* Data listing *

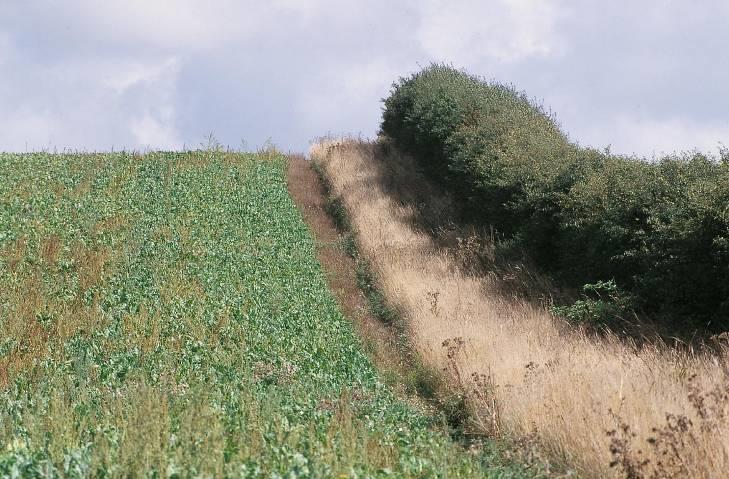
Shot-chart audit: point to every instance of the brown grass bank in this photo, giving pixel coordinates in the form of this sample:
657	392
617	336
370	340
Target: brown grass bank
606	407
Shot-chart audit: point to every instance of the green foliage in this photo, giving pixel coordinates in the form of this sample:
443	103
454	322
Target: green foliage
603	304
660	229
179	325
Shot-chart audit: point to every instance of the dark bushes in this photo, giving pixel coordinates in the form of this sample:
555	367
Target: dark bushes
659	229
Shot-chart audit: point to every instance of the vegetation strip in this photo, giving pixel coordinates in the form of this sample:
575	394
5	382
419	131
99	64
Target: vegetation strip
646	236
606	407
165	315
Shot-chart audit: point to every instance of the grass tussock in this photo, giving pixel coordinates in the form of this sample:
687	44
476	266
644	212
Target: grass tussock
610	408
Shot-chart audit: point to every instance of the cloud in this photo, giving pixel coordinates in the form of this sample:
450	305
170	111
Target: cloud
90	103
135	73
152	132
656	137
468	32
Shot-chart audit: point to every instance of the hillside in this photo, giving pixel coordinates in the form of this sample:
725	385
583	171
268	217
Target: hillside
605	406
165	315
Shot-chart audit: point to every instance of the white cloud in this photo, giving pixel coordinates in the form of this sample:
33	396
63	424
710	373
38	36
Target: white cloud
155	133
654	137
135	73
471	31
90	104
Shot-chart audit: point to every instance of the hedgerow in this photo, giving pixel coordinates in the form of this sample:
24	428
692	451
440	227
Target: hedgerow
659	229
164	315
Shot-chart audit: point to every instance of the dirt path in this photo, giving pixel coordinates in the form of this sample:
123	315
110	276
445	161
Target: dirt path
340	269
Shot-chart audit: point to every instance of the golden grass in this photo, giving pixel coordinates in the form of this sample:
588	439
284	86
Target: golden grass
603	406
34	317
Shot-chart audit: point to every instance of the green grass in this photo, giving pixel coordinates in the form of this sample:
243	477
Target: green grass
164	315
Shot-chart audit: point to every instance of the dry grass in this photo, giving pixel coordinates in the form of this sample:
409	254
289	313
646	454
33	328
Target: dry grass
607	408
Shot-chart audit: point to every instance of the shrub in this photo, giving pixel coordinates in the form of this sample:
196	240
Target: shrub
660	229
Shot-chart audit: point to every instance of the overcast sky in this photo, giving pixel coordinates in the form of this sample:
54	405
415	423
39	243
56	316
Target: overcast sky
641	76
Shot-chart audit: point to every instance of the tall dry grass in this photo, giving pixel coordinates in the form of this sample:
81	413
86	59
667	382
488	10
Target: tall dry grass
605	407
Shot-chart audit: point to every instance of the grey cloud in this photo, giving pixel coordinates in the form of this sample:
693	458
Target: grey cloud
641	76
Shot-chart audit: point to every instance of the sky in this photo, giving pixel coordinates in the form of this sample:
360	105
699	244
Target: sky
641	77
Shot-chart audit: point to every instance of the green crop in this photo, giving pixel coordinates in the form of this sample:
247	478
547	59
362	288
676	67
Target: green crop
164	315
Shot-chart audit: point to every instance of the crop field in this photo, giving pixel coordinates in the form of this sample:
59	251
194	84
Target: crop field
164	315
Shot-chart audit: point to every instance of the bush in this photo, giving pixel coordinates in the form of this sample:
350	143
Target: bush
659	229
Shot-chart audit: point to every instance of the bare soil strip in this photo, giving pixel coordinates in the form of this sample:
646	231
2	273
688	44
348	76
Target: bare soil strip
340	268
608	408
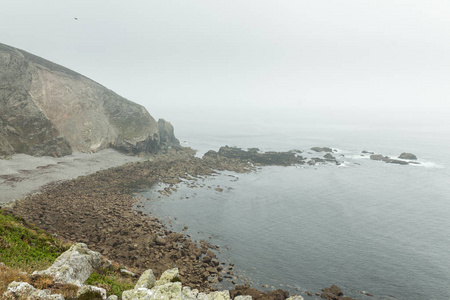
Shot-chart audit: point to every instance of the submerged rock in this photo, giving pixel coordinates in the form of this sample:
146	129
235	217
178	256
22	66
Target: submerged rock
322	149
407	156
387	159
265	159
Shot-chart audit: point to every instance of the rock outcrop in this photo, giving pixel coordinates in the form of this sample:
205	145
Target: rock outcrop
255	157
73	266
322	149
387	159
168	287
46	109
409	156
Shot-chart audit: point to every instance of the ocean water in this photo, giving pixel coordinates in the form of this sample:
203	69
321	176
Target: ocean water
364	226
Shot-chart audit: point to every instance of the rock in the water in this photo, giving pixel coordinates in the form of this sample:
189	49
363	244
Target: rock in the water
168	276
147	280
367	152
295	297
329	156
322	149
243	297
409	156
223	295
125	271
46	109
166	134
333	293
265	159
387	159
73	266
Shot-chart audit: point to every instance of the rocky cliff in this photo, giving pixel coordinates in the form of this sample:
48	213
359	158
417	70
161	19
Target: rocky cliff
46	109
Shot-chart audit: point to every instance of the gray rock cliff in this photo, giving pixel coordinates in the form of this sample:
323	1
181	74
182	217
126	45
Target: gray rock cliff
46	109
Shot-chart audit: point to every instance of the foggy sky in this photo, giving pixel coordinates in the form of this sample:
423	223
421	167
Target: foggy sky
293	55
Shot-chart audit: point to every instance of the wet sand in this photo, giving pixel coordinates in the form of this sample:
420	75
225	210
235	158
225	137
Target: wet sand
23	174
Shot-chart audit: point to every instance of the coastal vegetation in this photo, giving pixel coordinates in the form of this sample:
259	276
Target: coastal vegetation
25	248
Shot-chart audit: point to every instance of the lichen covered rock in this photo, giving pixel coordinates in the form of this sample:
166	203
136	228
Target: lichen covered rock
73	266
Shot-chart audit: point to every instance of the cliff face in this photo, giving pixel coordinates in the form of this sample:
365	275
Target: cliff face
46	109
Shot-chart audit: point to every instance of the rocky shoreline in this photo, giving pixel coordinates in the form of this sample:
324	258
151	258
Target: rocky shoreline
97	210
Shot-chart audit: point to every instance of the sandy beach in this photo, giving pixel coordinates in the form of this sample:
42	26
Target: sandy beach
23	174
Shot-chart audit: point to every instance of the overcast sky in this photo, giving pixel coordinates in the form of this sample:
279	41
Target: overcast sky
293	55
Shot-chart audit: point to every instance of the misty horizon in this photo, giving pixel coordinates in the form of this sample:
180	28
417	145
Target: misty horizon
347	60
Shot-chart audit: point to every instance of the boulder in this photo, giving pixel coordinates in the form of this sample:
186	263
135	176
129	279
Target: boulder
73	266
409	156
367	152
222	295
247	297
378	157
264	159
168	276
23	290
146	281
47	109
329	156
166	135
295	297
332	293
322	149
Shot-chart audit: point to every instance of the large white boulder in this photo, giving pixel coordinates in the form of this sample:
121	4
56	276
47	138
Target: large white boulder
73	266
147	280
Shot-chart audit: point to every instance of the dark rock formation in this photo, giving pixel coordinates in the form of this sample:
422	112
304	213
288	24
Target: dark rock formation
265	159
258	295
322	149
367	152
46	109
407	156
329	156
387	159
166	135
333	293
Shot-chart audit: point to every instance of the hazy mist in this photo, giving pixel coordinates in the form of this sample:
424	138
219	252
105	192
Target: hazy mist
355	61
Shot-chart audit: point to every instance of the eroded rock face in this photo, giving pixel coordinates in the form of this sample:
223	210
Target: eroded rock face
73	266
46	109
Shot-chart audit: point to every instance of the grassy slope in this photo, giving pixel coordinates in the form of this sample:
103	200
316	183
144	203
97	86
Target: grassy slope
26	248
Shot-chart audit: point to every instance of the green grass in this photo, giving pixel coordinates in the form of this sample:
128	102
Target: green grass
25	246
111	280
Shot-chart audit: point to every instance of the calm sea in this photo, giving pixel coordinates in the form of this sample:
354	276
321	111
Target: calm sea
364	226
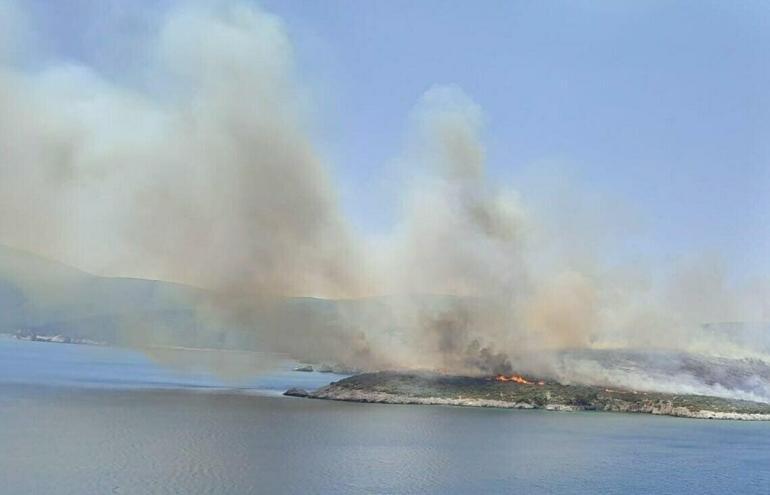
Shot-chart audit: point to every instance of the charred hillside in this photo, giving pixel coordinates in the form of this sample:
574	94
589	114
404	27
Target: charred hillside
531	393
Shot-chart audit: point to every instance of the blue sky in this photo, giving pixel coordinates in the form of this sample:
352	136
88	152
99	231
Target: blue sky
663	106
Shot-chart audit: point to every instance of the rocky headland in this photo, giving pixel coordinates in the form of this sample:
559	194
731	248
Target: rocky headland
517	392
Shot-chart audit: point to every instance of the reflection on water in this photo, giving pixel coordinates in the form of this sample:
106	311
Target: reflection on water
109	367
113	439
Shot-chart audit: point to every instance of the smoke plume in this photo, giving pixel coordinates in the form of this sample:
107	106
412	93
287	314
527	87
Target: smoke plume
207	174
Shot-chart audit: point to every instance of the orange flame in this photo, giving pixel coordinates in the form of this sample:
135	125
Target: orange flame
516	379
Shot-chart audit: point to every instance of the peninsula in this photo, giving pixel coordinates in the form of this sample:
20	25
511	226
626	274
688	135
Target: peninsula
518	392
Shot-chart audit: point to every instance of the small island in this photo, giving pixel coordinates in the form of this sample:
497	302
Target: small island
518	392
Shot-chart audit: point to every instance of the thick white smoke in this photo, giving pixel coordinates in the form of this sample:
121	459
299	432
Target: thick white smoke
210	178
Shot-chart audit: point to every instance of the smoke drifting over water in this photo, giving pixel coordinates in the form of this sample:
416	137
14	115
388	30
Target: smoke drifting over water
211	178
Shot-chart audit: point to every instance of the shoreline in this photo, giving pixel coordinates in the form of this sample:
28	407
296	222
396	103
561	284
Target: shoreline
411	390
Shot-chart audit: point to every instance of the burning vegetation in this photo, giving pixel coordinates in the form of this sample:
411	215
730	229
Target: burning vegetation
517	379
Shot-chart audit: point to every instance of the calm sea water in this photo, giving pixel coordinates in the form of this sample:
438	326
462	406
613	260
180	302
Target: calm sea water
80	420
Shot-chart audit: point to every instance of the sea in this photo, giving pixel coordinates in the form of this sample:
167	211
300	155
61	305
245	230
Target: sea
81	419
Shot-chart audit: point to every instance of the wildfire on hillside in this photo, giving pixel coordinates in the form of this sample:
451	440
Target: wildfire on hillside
517	379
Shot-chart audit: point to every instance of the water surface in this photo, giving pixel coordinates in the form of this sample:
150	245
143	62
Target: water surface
72	439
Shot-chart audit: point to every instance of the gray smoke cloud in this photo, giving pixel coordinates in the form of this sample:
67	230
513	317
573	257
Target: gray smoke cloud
211	178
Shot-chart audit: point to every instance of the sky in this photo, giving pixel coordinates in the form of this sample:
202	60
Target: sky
656	108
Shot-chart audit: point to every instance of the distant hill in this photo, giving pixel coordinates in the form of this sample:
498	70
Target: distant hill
48	297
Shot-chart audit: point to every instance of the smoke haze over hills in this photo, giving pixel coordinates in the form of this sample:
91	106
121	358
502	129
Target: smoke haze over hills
212	178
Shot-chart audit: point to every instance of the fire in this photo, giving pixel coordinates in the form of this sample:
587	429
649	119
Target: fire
516	379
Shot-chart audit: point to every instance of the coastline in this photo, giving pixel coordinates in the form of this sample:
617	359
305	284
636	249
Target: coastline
395	388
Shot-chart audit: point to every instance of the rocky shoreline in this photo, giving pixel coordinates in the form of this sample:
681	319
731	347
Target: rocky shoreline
434	389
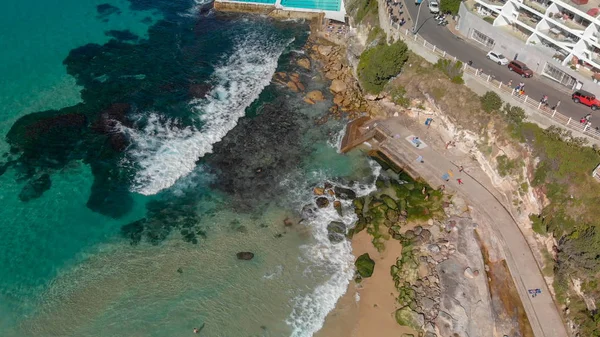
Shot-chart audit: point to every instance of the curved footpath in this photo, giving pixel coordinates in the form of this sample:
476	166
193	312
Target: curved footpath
541	310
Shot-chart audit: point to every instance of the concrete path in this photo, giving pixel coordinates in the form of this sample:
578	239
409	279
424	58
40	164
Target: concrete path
542	312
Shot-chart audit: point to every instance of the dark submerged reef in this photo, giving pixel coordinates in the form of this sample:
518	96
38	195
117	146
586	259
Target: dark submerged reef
127	76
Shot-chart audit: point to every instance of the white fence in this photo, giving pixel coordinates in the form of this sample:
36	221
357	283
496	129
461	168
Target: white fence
488	80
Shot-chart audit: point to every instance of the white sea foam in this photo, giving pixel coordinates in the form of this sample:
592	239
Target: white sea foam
163	152
336	260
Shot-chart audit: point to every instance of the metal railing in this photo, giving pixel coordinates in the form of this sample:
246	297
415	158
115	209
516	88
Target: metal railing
524	101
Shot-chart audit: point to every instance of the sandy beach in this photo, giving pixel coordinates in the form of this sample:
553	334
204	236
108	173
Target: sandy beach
374	312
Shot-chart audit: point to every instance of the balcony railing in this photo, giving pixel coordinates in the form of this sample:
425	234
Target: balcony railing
494	2
536	5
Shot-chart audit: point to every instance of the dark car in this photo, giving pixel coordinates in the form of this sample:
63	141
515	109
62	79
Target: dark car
586	98
520	68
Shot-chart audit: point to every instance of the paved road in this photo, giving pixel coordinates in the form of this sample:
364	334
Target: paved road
465	51
543	314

* Work to do *
Transcribe, word for word, every line from the one containing "Shot-chart audit: point to every instance of the balcony" through the final line of the entries, and nothing else.

* Solution to this problem *
Shot-chart audit: point to every instance of the balcony railing in this photo, giving pixel coordinates in the form of this sample:
425	234
Target: balcony railing
494	2
536	5
Shot-chart audit: point to every instance of the dark car in this photo, giving pixel coordinates in the form of this sample:
63	141
515	109
62	79
Target: dark car
586	98
520	68
Shot-chart audit: point to every instance of the paved road in this photo, giving pixel coordinates in the form of this sample:
364	334
Target: paved road
465	51
543	314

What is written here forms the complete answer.